- What you will do
Reproduce every line of the data below verbatim, in its original order.

- Given entries

┄┄┄┄┄┄┄┄┄┄┄┄┄┄┄┄┄┄┄┄

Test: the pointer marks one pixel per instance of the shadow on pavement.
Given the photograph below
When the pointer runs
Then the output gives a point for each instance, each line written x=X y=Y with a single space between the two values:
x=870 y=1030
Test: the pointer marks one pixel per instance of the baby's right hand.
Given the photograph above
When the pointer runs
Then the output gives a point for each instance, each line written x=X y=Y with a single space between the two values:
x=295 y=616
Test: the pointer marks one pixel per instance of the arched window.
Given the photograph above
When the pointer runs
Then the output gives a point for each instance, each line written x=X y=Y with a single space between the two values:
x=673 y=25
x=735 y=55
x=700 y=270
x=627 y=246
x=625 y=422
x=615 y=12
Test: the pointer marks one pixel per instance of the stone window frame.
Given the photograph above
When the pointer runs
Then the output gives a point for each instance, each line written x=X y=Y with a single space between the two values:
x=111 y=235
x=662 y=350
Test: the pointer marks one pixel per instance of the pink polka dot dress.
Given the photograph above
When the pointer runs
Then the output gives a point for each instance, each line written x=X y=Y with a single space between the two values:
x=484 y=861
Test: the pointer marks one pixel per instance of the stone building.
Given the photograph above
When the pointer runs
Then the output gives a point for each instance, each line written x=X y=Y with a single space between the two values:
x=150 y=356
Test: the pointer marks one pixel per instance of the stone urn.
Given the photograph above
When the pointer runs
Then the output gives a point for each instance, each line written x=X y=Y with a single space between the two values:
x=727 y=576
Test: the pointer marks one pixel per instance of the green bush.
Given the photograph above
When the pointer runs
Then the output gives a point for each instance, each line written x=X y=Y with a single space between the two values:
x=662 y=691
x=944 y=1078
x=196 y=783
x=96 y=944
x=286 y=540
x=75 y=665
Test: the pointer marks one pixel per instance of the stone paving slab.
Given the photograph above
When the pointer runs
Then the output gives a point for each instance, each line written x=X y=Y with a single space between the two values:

┄┄┄┄┄┄┄┄┄┄┄┄┄┄┄┄┄┄┄┄

- Solution to this exercise
Test: the pointer marks one pixel per instance of the shadow on pavement.
Given the photograph below
When the pointer runs
Then the output gives a point for each instance, each line written x=X y=Y with a single space between the two values:
x=870 y=1030
Test: the pointer marks one pixel per instance of the baby's right hand.
Given the photograph above
When the pointer runs
Then the output gives a point for each instance, each line written x=X y=Y with a single space between the two values:
x=295 y=616
Test: the pointer marks one pixel per instance of the arched window.
Given the photograph above
When the pointer runs
Then the output gives a point for each instance, each line written x=X y=Y with a single space between the two values:
x=673 y=25
x=735 y=55
x=700 y=270
x=627 y=246
x=625 y=422
x=615 y=12
Test: the pointer marks one pixel per instance of the stone window frame.
Given the photograph above
When the pointer runs
Then the output gives a point for each instance, each line written x=X y=Y with a single space between the two values:
x=111 y=235
x=662 y=350
Test: the pointer marks one pixel per instance of the pink polka dot dress.
Given the photograph above
When the pointer runs
Then the output gives a point for each instance, each line written x=X y=Y with a single space between the two values:
x=484 y=861
Test: the pointer marks one pixel per instance of the stone building.
Given the photograph above
When the pointer runs
Then the output gives a point for each instance, each line written x=X y=Y with a single space between the two values:
x=150 y=356
Test: the pointer marks one pixel per instance of the stone urn.
Given the photograph above
When the pointer runs
Then the output gives a point for each instance, each line written x=X y=Y with a single space between the two values:
x=727 y=576
Test: the pointer marks one pixel per instance of the green bush.
Given the photograph above
When the pointer runs
Then the output gives a point for each instance, each line written x=X y=Y with a single space between the two values:
x=662 y=691
x=944 y=1078
x=196 y=783
x=96 y=944
x=286 y=540
x=75 y=665
Test: the pointer marks one pixel per instance of the stone paving slab.
Given the photograph above
When the pointer runs
Then the output gives a point for each instance, each line written x=X y=Y with a single space between the two values:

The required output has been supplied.